What to work on :: Every entry must be repeated exactly. Exclude all pictures.

--- Start ---

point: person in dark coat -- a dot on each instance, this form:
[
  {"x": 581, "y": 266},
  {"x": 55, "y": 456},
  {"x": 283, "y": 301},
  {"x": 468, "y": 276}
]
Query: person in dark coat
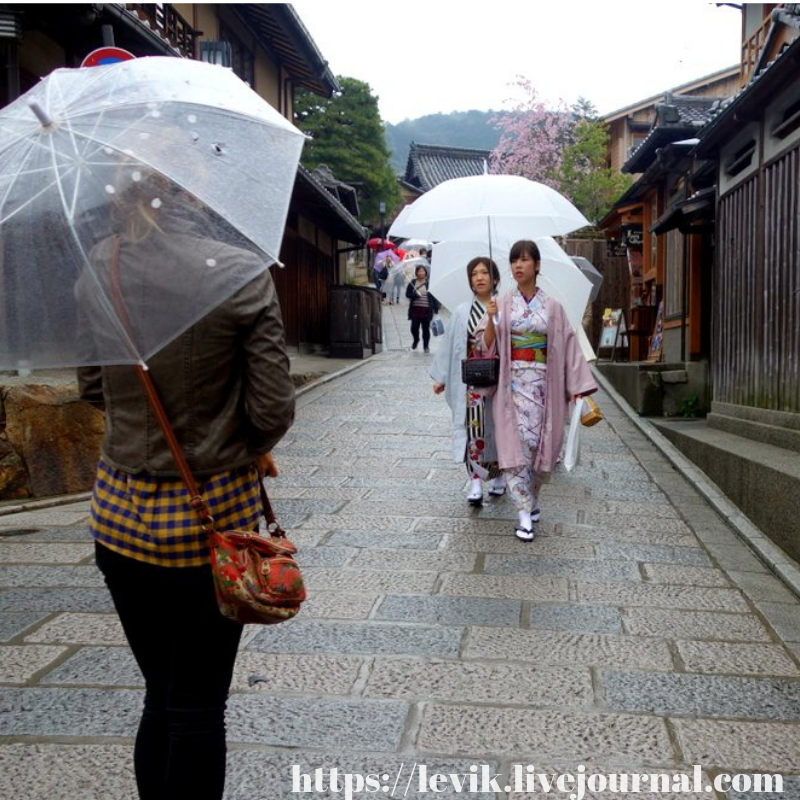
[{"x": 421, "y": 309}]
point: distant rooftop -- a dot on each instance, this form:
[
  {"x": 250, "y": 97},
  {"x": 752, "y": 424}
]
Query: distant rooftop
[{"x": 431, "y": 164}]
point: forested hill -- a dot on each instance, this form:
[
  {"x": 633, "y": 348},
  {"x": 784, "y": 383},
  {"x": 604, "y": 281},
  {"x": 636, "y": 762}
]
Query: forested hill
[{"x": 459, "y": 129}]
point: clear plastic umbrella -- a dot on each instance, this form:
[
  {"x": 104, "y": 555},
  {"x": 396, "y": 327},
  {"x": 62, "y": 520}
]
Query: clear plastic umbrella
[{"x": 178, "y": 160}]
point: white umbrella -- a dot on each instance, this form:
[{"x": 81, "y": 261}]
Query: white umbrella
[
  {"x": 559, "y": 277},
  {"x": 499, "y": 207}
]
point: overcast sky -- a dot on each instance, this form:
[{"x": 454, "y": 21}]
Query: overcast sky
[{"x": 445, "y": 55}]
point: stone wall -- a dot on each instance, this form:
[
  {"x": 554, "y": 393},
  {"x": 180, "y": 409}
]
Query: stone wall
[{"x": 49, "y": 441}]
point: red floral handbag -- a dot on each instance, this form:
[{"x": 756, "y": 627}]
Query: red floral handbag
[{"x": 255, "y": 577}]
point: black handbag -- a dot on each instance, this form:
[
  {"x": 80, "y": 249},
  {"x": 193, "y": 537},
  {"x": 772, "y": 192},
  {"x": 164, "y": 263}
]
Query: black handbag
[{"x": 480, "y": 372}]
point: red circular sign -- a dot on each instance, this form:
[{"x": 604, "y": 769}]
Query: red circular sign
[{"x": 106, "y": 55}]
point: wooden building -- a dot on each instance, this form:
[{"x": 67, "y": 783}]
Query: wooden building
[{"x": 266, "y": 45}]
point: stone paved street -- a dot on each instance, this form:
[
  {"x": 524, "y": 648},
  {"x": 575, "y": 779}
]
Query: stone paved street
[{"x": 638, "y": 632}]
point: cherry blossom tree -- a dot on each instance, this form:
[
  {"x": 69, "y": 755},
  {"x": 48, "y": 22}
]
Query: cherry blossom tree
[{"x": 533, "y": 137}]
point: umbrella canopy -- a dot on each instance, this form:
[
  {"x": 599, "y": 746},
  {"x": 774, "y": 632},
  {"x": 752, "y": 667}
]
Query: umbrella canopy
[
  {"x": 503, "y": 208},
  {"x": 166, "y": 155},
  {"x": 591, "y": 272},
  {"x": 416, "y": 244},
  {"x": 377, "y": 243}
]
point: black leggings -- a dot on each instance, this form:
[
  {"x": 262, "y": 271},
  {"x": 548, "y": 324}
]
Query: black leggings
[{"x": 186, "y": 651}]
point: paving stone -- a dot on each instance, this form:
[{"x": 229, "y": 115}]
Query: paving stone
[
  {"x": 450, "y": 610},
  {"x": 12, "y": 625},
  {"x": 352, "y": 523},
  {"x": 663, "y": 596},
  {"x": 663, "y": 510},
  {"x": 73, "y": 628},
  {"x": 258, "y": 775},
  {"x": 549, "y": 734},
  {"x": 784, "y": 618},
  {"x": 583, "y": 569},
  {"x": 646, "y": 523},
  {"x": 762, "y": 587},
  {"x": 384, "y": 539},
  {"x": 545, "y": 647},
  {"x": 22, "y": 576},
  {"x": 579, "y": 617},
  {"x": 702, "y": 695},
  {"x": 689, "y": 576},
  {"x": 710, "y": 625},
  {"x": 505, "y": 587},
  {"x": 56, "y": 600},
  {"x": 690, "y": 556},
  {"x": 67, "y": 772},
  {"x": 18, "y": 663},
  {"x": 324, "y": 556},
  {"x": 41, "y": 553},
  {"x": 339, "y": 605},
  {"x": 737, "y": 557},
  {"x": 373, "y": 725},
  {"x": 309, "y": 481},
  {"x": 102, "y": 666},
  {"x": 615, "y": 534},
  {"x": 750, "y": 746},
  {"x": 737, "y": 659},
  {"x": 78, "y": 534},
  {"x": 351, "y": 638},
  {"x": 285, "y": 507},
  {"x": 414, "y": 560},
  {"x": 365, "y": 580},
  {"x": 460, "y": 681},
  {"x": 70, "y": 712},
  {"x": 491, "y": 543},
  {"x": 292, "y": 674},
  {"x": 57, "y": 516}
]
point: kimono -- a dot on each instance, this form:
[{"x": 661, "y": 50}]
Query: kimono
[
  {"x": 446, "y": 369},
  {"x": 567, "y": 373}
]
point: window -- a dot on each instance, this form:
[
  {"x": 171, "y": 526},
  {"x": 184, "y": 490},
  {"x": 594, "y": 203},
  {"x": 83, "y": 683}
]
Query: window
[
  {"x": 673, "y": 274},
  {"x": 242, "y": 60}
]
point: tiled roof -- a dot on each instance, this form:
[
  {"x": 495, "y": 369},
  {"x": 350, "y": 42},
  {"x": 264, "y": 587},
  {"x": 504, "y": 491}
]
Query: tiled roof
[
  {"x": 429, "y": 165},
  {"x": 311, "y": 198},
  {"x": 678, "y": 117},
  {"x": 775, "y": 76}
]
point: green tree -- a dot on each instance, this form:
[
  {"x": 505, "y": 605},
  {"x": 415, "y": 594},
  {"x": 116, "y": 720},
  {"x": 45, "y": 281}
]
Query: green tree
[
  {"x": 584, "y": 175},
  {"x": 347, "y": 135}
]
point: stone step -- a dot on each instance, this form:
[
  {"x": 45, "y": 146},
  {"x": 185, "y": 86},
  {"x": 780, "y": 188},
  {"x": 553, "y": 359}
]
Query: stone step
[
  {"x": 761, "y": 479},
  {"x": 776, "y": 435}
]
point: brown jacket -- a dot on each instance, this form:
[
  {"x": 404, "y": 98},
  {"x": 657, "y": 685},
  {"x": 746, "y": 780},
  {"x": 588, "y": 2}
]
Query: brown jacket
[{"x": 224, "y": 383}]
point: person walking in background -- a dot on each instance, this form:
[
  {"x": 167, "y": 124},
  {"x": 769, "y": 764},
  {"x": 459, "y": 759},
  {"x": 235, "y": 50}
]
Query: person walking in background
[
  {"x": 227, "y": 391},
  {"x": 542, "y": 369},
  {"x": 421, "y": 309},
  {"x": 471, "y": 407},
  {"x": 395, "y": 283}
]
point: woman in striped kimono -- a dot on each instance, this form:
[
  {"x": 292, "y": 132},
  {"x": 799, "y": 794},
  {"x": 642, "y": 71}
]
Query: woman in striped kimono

--- End ---

Worked solution ::
point: person in dark coat -- a dot on each instance, this form:
[
  {"x": 581, "y": 266},
  {"x": 55, "y": 456},
  {"x": 283, "y": 301},
  {"x": 468, "y": 276}
]
Query: person in dark coat
[{"x": 421, "y": 309}]
point: distant rooftop -- a dot on each instance, this form:
[
  {"x": 250, "y": 97},
  {"x": 752, "y": 424}
]
Query: distant rooftop
[{"x": 431, "y": 164}]
point: forested hill -- a dot on each instance, this form:
[
  {"x": 633, "y": 348},
  {"x": 784, "y": 383},
  {"x": 604, "y": 281},
  {"x": 636, "y": 762}
]
Query: forested hill
[{"x": 459, "y": 129}]
point: clear plastic umbrella -- a dot on each instance, this form:
[
  {"x": 104, "y": 555},
  {"x": 396, "y": 327},
  {"x": 62, "y": 520}
]
Query: clear plastic umbrella
[{"x": 178, "y": 160}]
point: white umbrella -- a dot on each instance, this form:
[{"x": 81, "y": 261}]
Query: white umbrella
[
  {"x": 559, "y": 277},
  {"x": 499, "y": 207}
]
point: overcast sky -- a dot on each instance, this form:
[{"x": 454, "y": 21}]
Query: overcast sky
[{"x": 445, "y": 55}]
point: stone wall -- a dot on each instance, this form:
[
  {"x": 554, "y": 393},
  {"x": 180, "y": 409}
]
Query: stone wall
[{"x": 49, "y": 441}]
point: red floral handbag -- a dot on each instance, this form:
[{"x": 756, "y": 627}]
Query: red floral handbag
[{"x": 255, "y": 577}]
point: black handbag -- a dot on each instance, this form:
[
  {"x": 80, "y": 249},
  {"x": 193, "y": 537},
  {"x": 772, "y": 192},
  {"x": 164, "y": 263}
]
Query: black handbag
[{"x": 480, "y": 372}]
point: red circular sign -- a dot on each instance, this form:
[{"x": 604, "y": 769}]
Query: red circular sign
[{"x": 106, "y": 55}]
point: wooden building -- a dot on each instance, this form:
[{"x": 67, "y": 783}]
Query: wooden building
[{"x": 266, "y": 45}]
point: stone paved street -- a dot on each instance, this form:
[
  {"x": 524, "y": 648},
  {"x": 575, "y": 779}
]
Query: stone paved street
[{"x": 638, "y": 632}]
point: cherry blossom tree -- a dot on each instance, this form:
[
  {"x": 69, "y": 755},
  {"x": 48, "y": 22}
]
Query: cherry blossom tree
[{"x": 533, "y": 137}]
point: umbrella canopy -- a dot on each instance, this form:
[
  {"x": 599, "y": 746},
  {"x": 774, "y": 632},
  {"x": 752, "y": 667}
]
Query: umbrella canopy
[
  {"x": 503, "y": 208},
  {"x": 166, "y": 155},
  {"x": 591, "y": 272},
  {"x": 416, "y": 244},
  {"x": 377, "y": 243}
]
point: black leggings -- a dot on each instance, this form:
[
  {"x": 262, "y": 271},
  {"x": 548, "y": 324}
]
Query: black leggings
[{"x": 186, "y": 651}]
point: paving stone -- a dot on each instance, this form:
[{"x": 229, "y": 115}]
Query: paving stone
[
  {"x": 450, "y": 610},
  {"x": 12, "y": 625},
  {"x": 352, "y": 523},
  {"x": 663, "y": 596},
  {"x": 663, "y": 510},
  {"x": 73, "y": 628},
  {"x": 258, "y": 775},
  {"x": 549, "y": 734},
  {"x": 784, "y": 618},
  {"x": 583, "y": 569},
  {"x": 646, "y": 523},
  {"x": 762, "y": 587},
  {"x": 384, "y": 539},
  {"x": 545, "y": 647},
  {"x": 22, "y": 576},
  {"x": 579, "y": 617},
  {"x": 702, "y": 695},
  {"x": 689, "y": 576},
  {"x": 710, "y": 625},
  {"x": 505, "y": 587},
  {"x": 56, "y": 600},
  {"x": 690, "y": 556},
  {"x": 67, "y": 772},
  {"x": 18, "y": 663},
  {"x": 324, "y": 556},
  {"x": 41, "y": 553},
  {"x": 339, "y": 605},
  {"x": 737, "y": 557},
  {"x": 373, "y": 725},
  {"x": 309, "y": 481},
  {"x": 102, "y": 666},
  {"x": 615, "y": 534},
  {"x": 750, "y": 746},
  {"x": 737, "y": 659},
  {"x": 78, "y": 534},
  {"x": 351, "y": 638},
  {"x": 285, "y": 507},
  {"x": 414, "y": 560},
  {"x": 365, "y": 580},
  {"x": 460, "y": 681},
  {"x": 70, "y": 712},
  {"x": 491, "y": 543},
  {"x": 292, "y": 674},
  {"x": 57, "y": 516}
]
point: kimono -- a dot on each instance, this form:
[{"x": 661, "y": 50}]
Query: kimono
[
  {"x": 446, "y": 369},
  {"x": 567, "y": 373}
]
point: window -- a dot on each instance, this form:
[
  {"x": 171, "y": 526},
  {"x": 184, "y": 490},
  {"x": 594, "y": 203},
  {"x": 83, "y": 683}
]
Query: window
[
  {"x": 673, "y": 274},
  {"x": 242, "y": 60}
]
point: tiled roof -- a dot on each instance, this form:
[
  {"x": 495, "y": 369},
  {"x": 350, "y": 42},
  {"x": 264, "y": 587},
  {"x": 504, "y": 491}
]
Query: tiled roof
[
  {"x": 429, "y": 165},
  {"x": 311, "y": 198},
  {"x": 678, "y": 117},
  {"x": 775, "y": 76}
]
point: green tree -- a dot on each instance, this form:
[
  {"x": 505, "y": 605},
  {"x": 415, "y": 594},
  {"x": 116, "y": 720},
  {"x": 45, "y": 281}
]
Query: green tree
[
  {"x": 584, "y": 175},
  {"x": 347, "y": 135}
]
point: stone step -- a dot on each instance, this form:
[
  {"x": 45, "y": 146},
  {"x": 185, "y": 86},
  {"x": 780, "y": 188},
  {"x": 553, "y": 359}
]
Query: stone step
[
  {"x": 761, "y": 479},
  {"x": 776, "y": 435}
]
point: brown jacket -- a dot on each instance, this form:
[
  {"x": 404, "y": 98},
  {"x": 657, "y": 685},
  {"x": 746, "y": 780},
  {"x": 588, "y": 2}
]
Query: brown jacket
[{"x": 224, "y": 383}]
point: person walking in background -- a dot on each instance, this form:
[
  {"x": 167, "y": 124},
  {"x": 769, "y": 764},
  {"x": 459, "y": 759},
  {"x": 235, "y": 50}
]
Query: person walking in background
[
  {"x": 227, "y": 391},
  {"x": 542, "y": 369},
  {"x": 421, "y": 309},
  {"x": 471, "y": 407},
  {"x": 395, "y": 283}
]
point: woman in striped kimono -- a dot on each instance, this form:
[
  {"x": 292, "y": 132},
  {"x": 799, "y": 794},
  {"x": 642, "y": 71}
]
Query: woman in striped kimono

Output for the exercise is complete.